_Exercise objective:_
Every line of the material has to be retyped exactly.
──────── The records ────────
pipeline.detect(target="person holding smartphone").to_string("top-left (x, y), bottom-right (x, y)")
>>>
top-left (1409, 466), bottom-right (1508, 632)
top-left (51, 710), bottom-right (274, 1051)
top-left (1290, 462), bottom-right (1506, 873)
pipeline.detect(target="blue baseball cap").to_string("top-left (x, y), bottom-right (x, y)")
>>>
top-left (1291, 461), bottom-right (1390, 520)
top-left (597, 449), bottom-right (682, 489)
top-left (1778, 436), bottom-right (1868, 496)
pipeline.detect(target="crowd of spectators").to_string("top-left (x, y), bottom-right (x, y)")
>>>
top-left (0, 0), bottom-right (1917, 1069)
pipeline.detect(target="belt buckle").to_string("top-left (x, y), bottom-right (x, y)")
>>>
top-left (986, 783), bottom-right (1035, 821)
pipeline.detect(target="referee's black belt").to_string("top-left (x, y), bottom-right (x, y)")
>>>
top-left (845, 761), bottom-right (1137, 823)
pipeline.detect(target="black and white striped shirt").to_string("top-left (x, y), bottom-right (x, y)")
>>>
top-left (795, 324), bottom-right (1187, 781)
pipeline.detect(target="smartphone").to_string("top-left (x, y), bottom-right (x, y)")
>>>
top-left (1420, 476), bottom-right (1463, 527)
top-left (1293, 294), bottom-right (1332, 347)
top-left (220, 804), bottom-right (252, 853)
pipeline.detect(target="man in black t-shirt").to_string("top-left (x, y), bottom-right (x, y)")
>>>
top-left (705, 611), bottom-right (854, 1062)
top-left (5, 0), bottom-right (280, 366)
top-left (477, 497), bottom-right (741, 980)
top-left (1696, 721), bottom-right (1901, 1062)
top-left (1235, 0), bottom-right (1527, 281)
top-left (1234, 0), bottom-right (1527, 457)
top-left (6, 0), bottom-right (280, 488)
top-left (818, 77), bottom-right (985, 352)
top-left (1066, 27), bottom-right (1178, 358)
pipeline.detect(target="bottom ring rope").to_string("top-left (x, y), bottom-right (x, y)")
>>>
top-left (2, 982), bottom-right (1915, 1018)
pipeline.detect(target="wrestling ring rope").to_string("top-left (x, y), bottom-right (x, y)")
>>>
────────
_Exercise result:_
pipeline.detect(target="person holding smartphone").to_string("top-left (x, y), bottom-right (x, y)")
>>>
top-left (1409, 466), bottom-right (1508, 632)
top-left (51, 710), bottom-right (274, 1051)
top-left (1290, 462), bottom-right (1506, 873)
pipeline.detect(target="blue baseball cap").to_string("top-left (x, y), bottom-right (x, y)")
>>>
top-left (1291, 461), bottom-right (1390, 520)
top-left (597, 449), bottom-right (682, 489)
top-left (1778, 436), bottom-right (1868, 496)
pipeline.detect(target="crowd of spectators").to_string("top-left (x, y), bottom-right (x, y)")
>>>
top-left (0, 0), bottom-right (1917, 1069)
pipeline.detect(target="belt buckle").to_string("top-left (x, y), bottom-right (x, y)")
>>>
top-left (986, 783), bottom-right (1035, 821)
pipeline.detect(target="referee's black belt").to_string("top-left (x, y), bottom-right (x, y)")
>>>
top-left (845, 761), bottom-right (1137, 823)
pipeline.detect(target="black and white striped shirt").to_string("top-left (x, y), bottom-right (x, y)")
>>>
top-left (795, 324), bottom-right (1187, 781)
pipeline.detect(target="smartphone").to_string("top-left (x, y), bottom-right (x, y)")
>>>
top-left (1420, 476), bottom-right (1463, 527)
top-left (1293, 294), bottom-right (1332, 347)
top-left (220, 804), bottom-right (252, 853)
pipeline.detect(target="man in black t-shirt").to_string("top-left (x, y), bottom-right (x, y)")
>>>
top-left (705, 611), bottom-right (854, 1062)
top-left (5, 0), bottom-right (280, 366)
top-left (477, 497), bottom-right (741, 980)
top-left (1696, 721), bottom-right (1901, 1062)
top-left (1235, 0), bottom-right (1527, 281)
top-left (1234, 0), bottom-right (1527, 457)
top-left (6, 0), bottom-right (280, 488)
top-left (818, 77), bottom-right (985, 352)
top-left (1066, 27), bottom-right (1178, 358)
pipeline.detect(target="bottom ring rope").to_string("top-left (x, y), bottom-right (x, y)")
>>>
top-left (2, 982), bottom-right (1915, 1018)
pipeline.detect(target="wrestling ring rope").to_string("top-left (x, y), bottom-right (x, y)")
>>>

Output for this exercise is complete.